_やること:_
1. 神社の神様の話について、次の(a)〜(c)が本文と合っているか、はい・いいえで答え、判断の根拠となる本文の語句をそのまま引用してください。(a) 語り手は毎月その神社にお参りしていた。(b) 神様は、挨拶に行けば戻ってくると約束した。(c) 力を貸す神々は、話している神様を含めて八柱である。
2. 神社の神様の話を、最後の文の後から書き継ぐこと。

_原文抜粋:_
━━━━
毎月お参りしていた神社で、ある日ふと気づきました。
——神様がいらっしゃらない。
お社全体も、どこか小さく縮んで見えます。
「何があったんですか?」
「この地に災害の兆しでも?」
「参拝者が失礼を?」
立て続けに質問を投げかける私。
やっとのことで聞き出した答えは、
「関西のある山に戻られている」ということ。
「ご挨拶に伺ったら、戻ってきてくださいますか?」
「いや、もう戻らない」
「困ります、ホームページを始めるんです」
「知っている。目的も知っている。助ける。
私を含め八柱の神々が力を貸すことも知っている。
心配するな。挨拶に来い」
そんなこと言われても……関西の山?
急いで帰宅し、パソコンで「神様」「山」と入力して検索開始。
━━━━
データセットの項目

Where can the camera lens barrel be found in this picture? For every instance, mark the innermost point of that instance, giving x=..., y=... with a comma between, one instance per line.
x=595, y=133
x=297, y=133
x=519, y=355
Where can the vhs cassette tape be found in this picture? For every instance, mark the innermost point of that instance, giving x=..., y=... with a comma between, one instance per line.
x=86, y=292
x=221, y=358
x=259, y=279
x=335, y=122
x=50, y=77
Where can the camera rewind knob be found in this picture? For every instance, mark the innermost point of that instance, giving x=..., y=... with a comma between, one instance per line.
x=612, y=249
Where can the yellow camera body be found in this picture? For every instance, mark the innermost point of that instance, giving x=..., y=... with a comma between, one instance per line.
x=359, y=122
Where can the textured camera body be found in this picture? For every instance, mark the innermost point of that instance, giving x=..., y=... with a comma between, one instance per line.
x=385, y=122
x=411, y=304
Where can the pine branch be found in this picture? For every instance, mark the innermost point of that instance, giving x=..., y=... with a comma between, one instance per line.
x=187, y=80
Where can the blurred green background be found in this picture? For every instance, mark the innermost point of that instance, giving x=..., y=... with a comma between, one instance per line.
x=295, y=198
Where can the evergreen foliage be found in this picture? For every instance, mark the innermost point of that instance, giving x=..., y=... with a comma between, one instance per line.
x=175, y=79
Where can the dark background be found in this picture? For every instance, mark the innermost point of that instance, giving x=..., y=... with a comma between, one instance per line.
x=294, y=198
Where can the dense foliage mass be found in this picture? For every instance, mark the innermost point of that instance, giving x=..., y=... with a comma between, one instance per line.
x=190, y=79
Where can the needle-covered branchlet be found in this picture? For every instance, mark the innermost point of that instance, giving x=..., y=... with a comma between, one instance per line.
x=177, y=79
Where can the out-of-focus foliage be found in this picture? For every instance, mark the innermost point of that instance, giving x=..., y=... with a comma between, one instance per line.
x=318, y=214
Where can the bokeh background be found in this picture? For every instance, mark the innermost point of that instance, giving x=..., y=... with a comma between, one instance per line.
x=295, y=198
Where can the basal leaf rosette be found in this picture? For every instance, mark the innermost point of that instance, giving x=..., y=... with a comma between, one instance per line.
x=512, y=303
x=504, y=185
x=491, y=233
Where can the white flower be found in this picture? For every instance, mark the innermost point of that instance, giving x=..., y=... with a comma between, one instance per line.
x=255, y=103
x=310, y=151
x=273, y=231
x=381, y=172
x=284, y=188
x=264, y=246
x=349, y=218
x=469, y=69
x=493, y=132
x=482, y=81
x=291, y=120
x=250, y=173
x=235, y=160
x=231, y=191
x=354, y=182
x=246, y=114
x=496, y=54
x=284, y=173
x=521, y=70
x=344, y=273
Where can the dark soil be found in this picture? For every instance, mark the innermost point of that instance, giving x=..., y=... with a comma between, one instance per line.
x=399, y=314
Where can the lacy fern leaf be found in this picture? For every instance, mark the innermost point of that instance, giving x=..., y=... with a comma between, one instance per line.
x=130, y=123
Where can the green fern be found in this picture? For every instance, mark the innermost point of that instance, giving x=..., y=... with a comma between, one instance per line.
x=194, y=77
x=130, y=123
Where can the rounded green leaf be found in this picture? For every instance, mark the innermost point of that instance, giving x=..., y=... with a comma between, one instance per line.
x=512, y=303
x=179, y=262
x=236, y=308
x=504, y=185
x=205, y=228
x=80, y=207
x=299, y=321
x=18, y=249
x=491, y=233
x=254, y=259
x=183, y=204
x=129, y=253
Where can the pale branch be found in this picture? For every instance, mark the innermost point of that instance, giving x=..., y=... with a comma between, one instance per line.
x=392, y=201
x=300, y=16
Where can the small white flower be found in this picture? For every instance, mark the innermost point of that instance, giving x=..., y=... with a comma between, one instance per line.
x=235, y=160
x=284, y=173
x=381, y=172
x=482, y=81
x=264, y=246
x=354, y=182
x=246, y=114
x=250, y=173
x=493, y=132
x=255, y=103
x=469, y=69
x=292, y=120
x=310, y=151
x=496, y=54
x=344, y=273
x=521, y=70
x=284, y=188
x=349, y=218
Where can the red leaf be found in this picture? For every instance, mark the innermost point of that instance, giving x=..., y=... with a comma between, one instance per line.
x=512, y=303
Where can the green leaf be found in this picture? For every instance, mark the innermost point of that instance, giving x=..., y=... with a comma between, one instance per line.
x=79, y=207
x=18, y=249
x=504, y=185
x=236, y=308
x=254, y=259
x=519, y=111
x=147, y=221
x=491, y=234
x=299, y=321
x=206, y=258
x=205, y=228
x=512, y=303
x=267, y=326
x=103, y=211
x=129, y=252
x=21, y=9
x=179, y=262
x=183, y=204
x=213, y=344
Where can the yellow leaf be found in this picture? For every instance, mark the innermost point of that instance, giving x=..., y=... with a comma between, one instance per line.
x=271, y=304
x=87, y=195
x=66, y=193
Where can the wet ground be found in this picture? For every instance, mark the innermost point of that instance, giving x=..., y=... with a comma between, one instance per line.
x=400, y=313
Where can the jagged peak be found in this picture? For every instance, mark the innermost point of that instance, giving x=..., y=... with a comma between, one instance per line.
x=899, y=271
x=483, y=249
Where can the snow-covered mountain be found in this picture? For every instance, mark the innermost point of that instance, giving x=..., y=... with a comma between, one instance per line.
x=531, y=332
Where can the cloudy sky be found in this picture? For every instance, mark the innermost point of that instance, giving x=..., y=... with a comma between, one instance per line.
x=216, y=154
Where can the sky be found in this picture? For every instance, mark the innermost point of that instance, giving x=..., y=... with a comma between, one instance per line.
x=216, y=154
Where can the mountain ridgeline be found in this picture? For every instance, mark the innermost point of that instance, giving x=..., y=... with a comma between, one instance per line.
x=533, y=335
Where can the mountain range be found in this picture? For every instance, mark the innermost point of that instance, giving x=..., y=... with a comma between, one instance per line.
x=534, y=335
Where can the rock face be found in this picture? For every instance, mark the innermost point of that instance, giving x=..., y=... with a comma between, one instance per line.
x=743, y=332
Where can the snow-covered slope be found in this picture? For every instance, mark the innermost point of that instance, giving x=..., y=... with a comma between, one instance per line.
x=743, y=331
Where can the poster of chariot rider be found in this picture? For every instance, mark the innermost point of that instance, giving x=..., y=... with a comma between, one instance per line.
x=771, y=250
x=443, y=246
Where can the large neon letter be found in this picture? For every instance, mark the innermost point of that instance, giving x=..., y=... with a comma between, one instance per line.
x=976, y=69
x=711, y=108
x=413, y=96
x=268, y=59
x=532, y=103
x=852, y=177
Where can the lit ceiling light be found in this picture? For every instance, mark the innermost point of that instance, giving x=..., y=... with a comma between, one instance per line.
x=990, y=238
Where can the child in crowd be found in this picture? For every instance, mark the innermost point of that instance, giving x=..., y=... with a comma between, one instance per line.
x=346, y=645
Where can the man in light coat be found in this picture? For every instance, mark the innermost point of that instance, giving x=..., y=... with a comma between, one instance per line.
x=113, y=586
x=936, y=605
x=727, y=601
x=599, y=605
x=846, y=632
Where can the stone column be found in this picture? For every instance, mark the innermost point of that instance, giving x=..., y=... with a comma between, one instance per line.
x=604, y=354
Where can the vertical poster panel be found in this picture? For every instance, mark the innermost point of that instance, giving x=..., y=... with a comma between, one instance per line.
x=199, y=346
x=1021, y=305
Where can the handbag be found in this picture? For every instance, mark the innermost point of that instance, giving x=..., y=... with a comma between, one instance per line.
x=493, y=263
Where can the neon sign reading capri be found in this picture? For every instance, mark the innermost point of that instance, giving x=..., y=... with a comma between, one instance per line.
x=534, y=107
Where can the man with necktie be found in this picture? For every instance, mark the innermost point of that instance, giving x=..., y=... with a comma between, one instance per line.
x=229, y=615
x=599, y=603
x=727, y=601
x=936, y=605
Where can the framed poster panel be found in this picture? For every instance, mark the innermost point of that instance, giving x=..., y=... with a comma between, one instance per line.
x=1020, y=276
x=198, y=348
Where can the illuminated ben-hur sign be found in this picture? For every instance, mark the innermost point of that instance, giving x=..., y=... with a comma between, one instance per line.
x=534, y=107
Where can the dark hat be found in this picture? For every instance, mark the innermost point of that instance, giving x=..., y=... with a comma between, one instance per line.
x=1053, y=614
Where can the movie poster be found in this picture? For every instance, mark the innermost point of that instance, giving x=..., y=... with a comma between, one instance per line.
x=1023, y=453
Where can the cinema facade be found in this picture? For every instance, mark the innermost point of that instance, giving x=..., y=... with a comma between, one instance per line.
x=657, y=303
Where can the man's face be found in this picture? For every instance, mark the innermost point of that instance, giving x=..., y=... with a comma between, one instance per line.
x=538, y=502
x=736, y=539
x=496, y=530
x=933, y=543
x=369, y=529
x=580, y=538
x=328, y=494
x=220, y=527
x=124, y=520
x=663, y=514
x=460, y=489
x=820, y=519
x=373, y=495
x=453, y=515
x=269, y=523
━━━━
_解答:_
1.
(a) はい —「毎月お参りしていた神社で」
(b) いいえ —「いや、もう戻らない」
(c) はい —「私を含め八柱の神々が力を貸すことも知っている」

2.
次々に山の名前が出てくる中、一つだけ文字が浮かび上がるように目に飛び込んできました。
——ここだ。
近くにはロープウェイもあり、簡単に行けそう!
仲良しの宮司たちに声をかけ、お酒とお饅頭をリュックに詰め、いざ出発。
ロープウェイなんて30年ぶりで、ワクワクしながら終点へ降り立つと…そこは本物の山。
周囲は登山装備の人ばかり。
私ひとり、まるでピクニック気分の軽装。
仲間に呆れられつつ、
「どこにいらっしゃるの?」と聞かれ、
「知らない」と答える私。
ロープウェイを降りたらすぐ目の前にあると思い込んでいました。
仕方なく、半ばやけくそで
「○○大神様、方向を教えてください!」
とお願いし、拾った枝を手に360°ぐるりと回してみる…
まるでテレビで見たことのある光景。
すると、本当に枝が振動!
感激しながら示された方向の悪路を進み、ついに出会うことができました。
お顔も拝見でき、「丸坊主ですね」と声に出すと、仲間が「剃ってるの? それとも毛がないの?」と質問。
すぐに尋ねると、『毛は無い』とのお答え。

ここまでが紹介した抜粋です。